§ What is expected:
Across the entries below, how many lines include "shadow"? Give the number and nothing else.

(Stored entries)
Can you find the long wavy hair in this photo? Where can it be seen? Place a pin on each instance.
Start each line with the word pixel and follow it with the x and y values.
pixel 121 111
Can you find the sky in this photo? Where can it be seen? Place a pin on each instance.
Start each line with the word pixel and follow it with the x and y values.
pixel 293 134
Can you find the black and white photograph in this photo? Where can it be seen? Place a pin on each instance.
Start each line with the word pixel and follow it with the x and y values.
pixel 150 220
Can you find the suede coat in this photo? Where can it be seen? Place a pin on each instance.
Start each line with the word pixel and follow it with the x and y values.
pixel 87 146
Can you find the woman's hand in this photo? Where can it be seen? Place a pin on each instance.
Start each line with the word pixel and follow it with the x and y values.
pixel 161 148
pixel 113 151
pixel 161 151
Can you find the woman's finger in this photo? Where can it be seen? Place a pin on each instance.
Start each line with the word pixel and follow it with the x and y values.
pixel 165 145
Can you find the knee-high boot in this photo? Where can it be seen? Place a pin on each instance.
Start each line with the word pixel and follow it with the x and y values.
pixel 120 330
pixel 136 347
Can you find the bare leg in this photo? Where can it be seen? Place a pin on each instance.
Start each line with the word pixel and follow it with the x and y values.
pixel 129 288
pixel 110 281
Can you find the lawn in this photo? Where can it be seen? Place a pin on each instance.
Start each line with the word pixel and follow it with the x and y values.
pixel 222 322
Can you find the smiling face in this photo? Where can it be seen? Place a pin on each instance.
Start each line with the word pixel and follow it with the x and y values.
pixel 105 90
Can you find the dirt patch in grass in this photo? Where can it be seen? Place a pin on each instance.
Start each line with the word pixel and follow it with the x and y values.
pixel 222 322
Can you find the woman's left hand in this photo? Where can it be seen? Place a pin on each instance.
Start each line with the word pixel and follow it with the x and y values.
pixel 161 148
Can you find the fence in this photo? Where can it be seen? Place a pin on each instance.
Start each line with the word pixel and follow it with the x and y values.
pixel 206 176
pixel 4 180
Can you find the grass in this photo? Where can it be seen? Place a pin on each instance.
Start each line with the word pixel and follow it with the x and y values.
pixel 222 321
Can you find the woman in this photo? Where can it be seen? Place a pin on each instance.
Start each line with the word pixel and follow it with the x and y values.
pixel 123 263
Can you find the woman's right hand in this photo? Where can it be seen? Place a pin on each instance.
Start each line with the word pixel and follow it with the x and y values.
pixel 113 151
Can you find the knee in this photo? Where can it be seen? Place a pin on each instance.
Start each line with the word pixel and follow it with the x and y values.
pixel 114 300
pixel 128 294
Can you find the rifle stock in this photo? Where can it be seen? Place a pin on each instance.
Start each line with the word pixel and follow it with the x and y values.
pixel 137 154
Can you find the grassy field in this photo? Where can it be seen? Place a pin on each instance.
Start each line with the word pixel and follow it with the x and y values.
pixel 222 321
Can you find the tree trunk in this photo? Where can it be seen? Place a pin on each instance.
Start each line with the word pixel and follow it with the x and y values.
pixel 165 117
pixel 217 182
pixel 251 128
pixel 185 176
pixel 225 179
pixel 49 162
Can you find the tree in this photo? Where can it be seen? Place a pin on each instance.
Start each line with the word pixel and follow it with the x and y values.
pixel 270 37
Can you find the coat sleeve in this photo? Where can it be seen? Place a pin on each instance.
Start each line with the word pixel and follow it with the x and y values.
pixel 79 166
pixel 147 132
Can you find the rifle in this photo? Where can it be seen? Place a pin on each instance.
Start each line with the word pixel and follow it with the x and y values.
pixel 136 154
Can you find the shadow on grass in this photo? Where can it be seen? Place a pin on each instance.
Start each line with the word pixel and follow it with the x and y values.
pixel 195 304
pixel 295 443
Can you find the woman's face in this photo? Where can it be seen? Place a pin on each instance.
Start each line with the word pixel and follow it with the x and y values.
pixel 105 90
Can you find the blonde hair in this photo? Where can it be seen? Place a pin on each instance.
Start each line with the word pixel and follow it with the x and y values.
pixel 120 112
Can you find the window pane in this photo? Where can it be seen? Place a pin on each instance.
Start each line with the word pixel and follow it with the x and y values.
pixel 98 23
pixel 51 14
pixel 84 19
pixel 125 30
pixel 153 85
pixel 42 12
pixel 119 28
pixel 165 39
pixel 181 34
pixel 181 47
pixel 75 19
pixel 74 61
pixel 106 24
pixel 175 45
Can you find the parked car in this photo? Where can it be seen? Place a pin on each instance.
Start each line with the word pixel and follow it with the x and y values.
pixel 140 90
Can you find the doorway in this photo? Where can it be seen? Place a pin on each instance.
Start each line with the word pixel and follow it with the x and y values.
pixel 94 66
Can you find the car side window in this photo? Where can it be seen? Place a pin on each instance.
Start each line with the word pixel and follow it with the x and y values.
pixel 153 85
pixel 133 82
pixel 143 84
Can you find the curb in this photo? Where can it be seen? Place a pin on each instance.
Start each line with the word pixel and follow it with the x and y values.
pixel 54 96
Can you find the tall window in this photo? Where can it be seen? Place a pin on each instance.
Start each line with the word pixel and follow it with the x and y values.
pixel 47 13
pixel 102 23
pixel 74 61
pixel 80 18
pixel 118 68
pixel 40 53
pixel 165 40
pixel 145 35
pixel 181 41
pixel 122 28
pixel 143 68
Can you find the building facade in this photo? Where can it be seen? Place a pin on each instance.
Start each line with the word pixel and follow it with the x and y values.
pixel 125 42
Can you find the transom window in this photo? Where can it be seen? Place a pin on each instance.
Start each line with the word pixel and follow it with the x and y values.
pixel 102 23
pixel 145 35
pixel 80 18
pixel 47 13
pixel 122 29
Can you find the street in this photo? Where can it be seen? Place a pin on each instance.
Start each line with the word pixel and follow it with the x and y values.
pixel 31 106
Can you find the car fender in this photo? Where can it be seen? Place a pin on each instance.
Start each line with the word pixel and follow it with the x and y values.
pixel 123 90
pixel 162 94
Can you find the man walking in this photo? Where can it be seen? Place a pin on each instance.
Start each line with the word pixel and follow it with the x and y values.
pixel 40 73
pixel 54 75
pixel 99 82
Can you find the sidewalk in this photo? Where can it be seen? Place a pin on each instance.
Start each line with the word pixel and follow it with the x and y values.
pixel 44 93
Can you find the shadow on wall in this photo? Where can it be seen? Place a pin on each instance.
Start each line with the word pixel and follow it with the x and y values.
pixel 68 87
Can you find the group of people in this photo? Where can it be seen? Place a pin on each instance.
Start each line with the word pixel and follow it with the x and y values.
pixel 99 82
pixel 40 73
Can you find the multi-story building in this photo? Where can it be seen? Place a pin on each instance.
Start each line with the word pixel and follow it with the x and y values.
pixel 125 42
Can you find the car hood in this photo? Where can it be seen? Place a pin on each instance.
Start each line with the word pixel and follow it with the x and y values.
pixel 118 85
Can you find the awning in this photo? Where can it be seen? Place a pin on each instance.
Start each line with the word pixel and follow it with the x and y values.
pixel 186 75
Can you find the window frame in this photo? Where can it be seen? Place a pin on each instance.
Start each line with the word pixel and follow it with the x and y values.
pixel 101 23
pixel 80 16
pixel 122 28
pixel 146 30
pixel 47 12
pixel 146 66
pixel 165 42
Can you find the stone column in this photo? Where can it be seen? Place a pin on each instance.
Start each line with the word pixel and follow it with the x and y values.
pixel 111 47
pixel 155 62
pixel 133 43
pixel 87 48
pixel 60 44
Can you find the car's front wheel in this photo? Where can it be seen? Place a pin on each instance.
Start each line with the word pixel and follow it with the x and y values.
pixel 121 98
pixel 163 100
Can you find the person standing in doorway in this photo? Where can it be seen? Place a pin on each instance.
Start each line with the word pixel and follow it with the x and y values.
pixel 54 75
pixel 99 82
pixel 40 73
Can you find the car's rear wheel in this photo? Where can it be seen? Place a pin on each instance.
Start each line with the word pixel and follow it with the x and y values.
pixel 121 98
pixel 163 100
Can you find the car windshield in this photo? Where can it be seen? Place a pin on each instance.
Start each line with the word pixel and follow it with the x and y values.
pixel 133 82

§ Output for this exercise:
2